Estratto del testo:
**********

Il 9 maggio 1946, dopo l’armistizio di Cassibile del 3 settembre 1943, con cui l’Italia dovette accettare obtorto collo una resa incondizionata, in data  29 aprile 1945 veniva firmata con la Germania, presso la Reggia di Caserta, alla presenza di delegati della Gran Bretagna, degli Stati Uniti e di un osservatore dell’Unione sovietica, la resa incondizionata che sancì la fine della campagna d’Italia e la sconfitta definitiva delle forze nazi fasciste, resa divenuta operativa il successivo 2 maggio.

Qualche giorno dopo, il 9 maggio 1946, il vecchio re Vittorio Emanuele III abdicò in favore del figlio, Umberto di Savoia Principe di Piemonte.

Divenuto Capo dello Stato, Umberto II rivolse il suo primo messaggio agli italiani nel quale ribadì quanto già sancito nella sua precedente veste di luogotenente e cioè la sua determinazione di rimettere alla volontà del popolo la decisione sulla forma e sulla nuova struttura dello Stato.

Pochi giorni dopo, nel proclama del 31 maggio, Umberto II, affermò tra l’altro che avrebbe accettato il responso del popolo liberamente espresso, chiedendo ai “fedeli sostenitori della Monarchia” di rispettare anch’essi, senza alcuna riserva, la decisione della maggioranza. Aggiunse inoltre che, in caso in cui avesse prevalso la Monarchia, si sarebbe impegnato, una volta che la Costituente avesse assolto il suo compito, a sottoporre nuovamente al popolo italiano la scelta sulla forma istituzionale di Stato.

Il 2 giugno, in un clima di particolare tensione, ebbe luogo la consultazione referendaria.

Senza entrare in argomento sui paventati brogli elettorali, sulla circostanza che le schede scrutinate erano di gran lunga superiori rispetto a quelle che l’Istat dichiarò esser state distribuite, né sul fatto che non parteciparono al voto i militari prigionieri di guerra nei campi degli alleati e gli internati in Germania, i cittadini italiani residenti  nella provincia di Bolzano, né quelli residenti a Pola, Fiume, Zara e Trieste, in questa sede si procederà ad una disamina dei fatti esclusivamente sotto il loro profilo giuridico.

Lo svolgimento del referendum era disciplinato da due decreti luogotenenziali: il n. 98 del 16/3/46 e il n. 219 del 23/4/46.

**********

Completa quanto segue:
#1 Secondo il brano sul referendum del 1946, in favore di chi abdicò Vittorio Emanuele III?
#2 Prosegui il brano sul referendum del 1946 a partire dalla sua ultima frase.
Questi dati non hanno nulla a che vedere con il brano sul referendum del 1946.

[Dati sul posizionamento dei punti]
**********

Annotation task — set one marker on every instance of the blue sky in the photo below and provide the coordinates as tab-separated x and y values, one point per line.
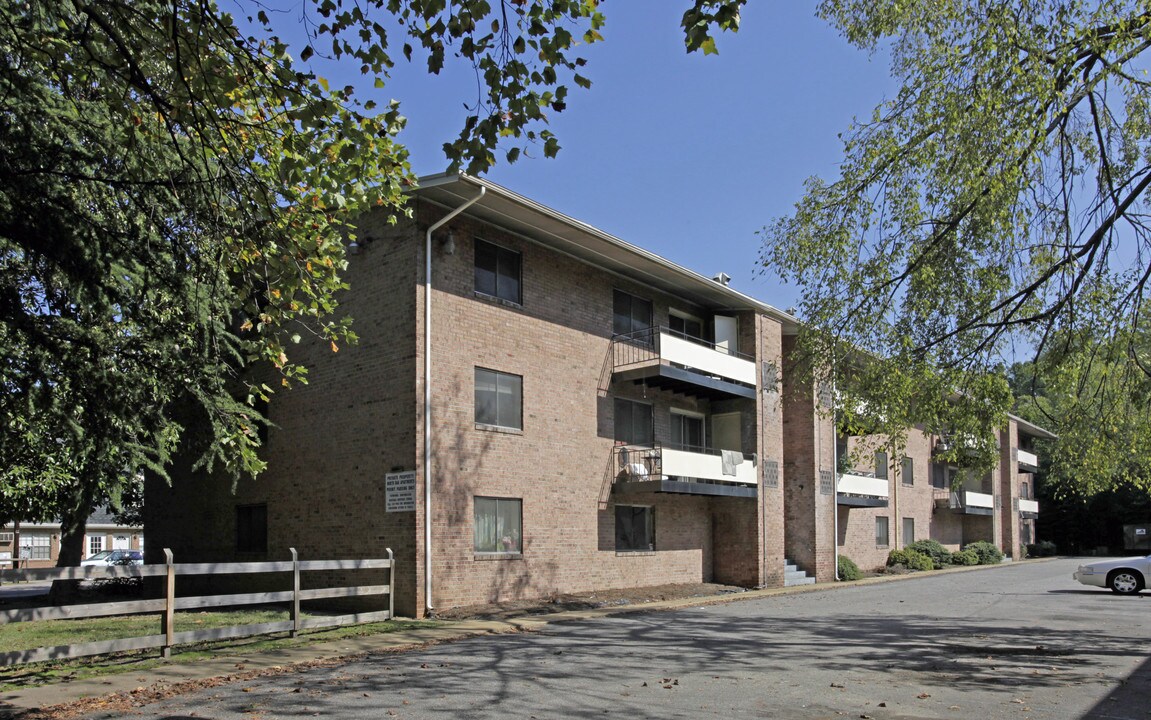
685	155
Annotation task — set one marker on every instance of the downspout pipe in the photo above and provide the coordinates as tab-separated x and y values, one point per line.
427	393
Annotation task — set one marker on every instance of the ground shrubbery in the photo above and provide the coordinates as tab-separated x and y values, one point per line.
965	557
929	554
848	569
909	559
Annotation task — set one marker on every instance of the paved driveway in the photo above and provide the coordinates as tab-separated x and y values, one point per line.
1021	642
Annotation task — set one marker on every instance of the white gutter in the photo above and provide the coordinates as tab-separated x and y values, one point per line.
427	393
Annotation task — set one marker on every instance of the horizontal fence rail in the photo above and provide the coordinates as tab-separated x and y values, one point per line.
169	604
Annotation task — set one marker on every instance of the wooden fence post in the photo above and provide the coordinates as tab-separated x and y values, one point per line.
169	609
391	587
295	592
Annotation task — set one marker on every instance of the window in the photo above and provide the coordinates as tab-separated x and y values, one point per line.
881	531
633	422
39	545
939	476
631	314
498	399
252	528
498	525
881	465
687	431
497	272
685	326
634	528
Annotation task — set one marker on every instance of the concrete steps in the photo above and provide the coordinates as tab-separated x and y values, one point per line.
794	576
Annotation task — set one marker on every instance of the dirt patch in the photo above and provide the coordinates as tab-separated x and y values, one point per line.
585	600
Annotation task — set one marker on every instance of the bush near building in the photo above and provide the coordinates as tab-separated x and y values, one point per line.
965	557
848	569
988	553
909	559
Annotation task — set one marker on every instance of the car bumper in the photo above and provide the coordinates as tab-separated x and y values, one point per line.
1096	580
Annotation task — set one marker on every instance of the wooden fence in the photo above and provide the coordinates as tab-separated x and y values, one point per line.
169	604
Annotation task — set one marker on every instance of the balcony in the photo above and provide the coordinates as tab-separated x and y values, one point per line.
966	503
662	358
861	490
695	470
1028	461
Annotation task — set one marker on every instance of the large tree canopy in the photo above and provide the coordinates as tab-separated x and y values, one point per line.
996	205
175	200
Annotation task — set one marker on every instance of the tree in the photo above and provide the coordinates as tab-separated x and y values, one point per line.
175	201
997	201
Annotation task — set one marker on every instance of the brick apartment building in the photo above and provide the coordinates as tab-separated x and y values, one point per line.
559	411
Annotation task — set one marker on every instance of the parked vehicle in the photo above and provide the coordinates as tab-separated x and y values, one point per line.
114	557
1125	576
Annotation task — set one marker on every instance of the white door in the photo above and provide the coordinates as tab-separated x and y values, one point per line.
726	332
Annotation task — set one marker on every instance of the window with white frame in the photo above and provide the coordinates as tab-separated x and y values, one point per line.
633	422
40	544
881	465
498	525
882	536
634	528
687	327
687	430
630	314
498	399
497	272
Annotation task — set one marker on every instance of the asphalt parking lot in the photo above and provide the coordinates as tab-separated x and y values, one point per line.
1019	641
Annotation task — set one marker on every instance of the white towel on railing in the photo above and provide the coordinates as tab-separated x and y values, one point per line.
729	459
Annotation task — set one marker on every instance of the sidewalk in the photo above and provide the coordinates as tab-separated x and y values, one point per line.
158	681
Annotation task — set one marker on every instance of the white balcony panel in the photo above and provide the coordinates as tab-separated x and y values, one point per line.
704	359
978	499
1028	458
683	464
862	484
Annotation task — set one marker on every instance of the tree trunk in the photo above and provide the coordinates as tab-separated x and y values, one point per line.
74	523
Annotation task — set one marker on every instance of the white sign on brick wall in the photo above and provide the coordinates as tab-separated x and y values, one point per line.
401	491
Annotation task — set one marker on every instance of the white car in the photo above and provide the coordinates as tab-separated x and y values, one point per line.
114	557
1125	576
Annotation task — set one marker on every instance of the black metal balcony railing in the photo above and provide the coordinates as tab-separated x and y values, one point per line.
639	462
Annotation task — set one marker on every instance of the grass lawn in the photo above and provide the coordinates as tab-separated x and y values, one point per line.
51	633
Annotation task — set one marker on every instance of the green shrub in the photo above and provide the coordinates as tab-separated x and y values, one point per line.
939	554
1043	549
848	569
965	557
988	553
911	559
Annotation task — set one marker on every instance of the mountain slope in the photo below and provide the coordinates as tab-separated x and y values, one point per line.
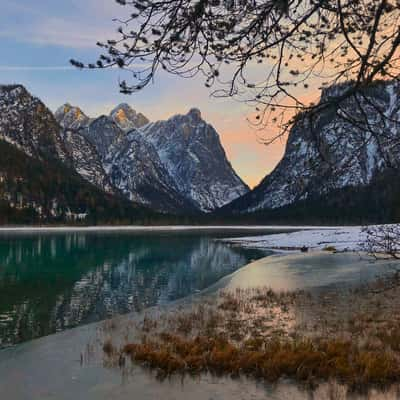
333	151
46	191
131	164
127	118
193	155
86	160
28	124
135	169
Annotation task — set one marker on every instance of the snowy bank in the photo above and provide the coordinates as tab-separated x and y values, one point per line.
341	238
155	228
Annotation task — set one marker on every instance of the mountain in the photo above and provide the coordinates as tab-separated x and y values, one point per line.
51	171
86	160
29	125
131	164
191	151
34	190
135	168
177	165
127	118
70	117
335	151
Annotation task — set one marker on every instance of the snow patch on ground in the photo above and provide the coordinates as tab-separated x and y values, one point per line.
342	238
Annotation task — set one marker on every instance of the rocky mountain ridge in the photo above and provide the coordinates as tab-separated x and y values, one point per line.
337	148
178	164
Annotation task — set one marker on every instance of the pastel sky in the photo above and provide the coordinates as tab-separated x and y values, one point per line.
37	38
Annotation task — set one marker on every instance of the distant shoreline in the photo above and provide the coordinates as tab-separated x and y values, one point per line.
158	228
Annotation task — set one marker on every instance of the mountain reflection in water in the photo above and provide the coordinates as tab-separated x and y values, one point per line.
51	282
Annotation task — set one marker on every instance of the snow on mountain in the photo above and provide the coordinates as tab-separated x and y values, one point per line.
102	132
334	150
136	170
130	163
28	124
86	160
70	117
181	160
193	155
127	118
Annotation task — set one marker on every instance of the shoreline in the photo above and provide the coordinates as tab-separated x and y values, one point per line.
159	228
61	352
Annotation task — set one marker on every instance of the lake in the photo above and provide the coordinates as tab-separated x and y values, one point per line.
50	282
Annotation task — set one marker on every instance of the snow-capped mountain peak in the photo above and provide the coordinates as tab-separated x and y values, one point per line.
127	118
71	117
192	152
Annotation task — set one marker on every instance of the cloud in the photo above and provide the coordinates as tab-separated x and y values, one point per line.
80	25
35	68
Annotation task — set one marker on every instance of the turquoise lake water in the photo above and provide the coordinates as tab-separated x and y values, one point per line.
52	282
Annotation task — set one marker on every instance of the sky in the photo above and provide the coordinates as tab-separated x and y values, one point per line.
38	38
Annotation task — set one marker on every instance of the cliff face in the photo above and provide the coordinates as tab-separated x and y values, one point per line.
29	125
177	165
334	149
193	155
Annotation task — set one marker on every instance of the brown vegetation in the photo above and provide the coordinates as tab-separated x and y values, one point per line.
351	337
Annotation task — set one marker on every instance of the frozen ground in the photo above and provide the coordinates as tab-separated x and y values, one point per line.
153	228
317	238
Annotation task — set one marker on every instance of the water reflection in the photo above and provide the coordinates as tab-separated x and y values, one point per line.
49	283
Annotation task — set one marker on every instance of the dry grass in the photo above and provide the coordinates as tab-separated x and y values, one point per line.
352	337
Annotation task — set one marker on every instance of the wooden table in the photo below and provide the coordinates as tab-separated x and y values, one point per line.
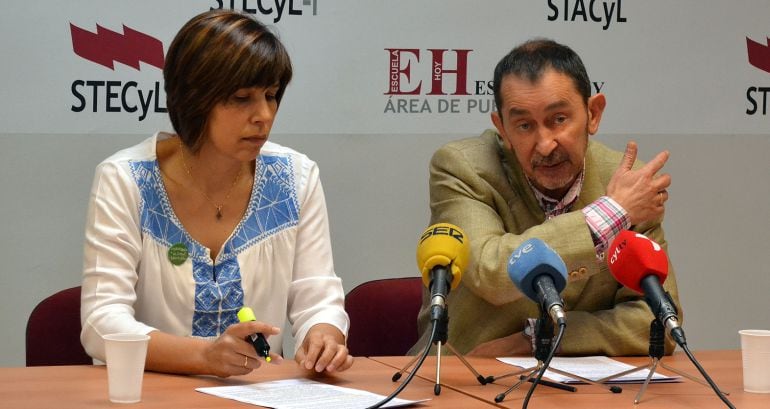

**********

Risposte:
#1 Del figlio, Umberto di Savoia Principe di Piemonte.

#2
https://www.gazzettaufficiale.it/eli/id/1946/03/23/046U0098/sg

https://www.gazzettaufficiale.it/eli/id/1946/05/03/046U0219/sg

Nell’articolo 2 del primo decreto era previsto che nel caso in cui “la maggioranza degli elettori votanti” si fosse pronunciata a favore della Repubblica, l’assemblea Costituente, come suo primo atto avrebbe eletto il Capo provvisorio dello Stato il quale avrebbe esercitato le sue funzioni fino alla nomina del Capo dello Stato, secondo il deliberato della nuova Costituzione.

Sempre quell’articolo prevedeva che dal giorno della proclamazione dei risultati del referendum, e sino alla elezione del Capo provvisorio dello Stato, le relative funzioni sarebbero state esercitate dal presidente del Consiglio dei Ministri in carica nel giorno delle elezioni.

Per quanto concerne invece le fasi della proclamazione dei risultati, l’articolo 17 del secondo decreto legislativo, stabiliva che la Corte di cassazione, in pubblica adunanza, presieduta dal primo presidente e con la partecipazione di 6 presidenti, di 12 consiglieri e l’intervento del Procuratore Generale, avrebbe proceduto alla somma dei voti attribuiti alla Repubblica e di quelli attribuiti alla Monarchia ed avrebbe quindi fatto la proclamazione dei risultati del referendum.

Il 10 giugno 1946, la Corte di Cassazione, non disponendo dei dati definitivi, si limitò a rendere noti i risultati delle votazioni relativi ai 32 collegi elettorali (peraltro incompleti perché mancavano i risultati di oltre 100 sezioni), che risultarono i seguenti: la Repubblica ebbe 12 milioni 672 mila 767 voti, mentre la Monarchia ne riportò 10 milioni 688 mila 905.

La Corte, non potendo fare altro si riservò di emettere in una successiva adunanza il giudizio definitivo sul risultato per procedere poi all’effettiva proclamazione dello stesso, dopo aver deciso sui reclami, sulle contestazioni e dopo aver preso atto del numero complessivo dei votanti, tenuto conto dei dati relativi alle sezioni mancanti e ai voti nulli.

Senza attendere la nuova riunione della suprema Corte e quindi in assenza della proclamazione dei risultati, nella notte fra il 12 ed il 13 giugno si riunì il Consiglio dei Ministri che con decisione illegittima, nominò Capo provvisorio dello Stato De Gasperi, il quale già ricopriva le funzioni di Presidente del Consiglio. 

La Corte di Cassazione si riunì nuovamente soltanto il successivo 18 giugno 1946, alle ore 18:00, rese noti il numero dei voti nulli e proclamò i risultati definitivi, dopo aver deciso sulle contestazioni e sui ricorsi.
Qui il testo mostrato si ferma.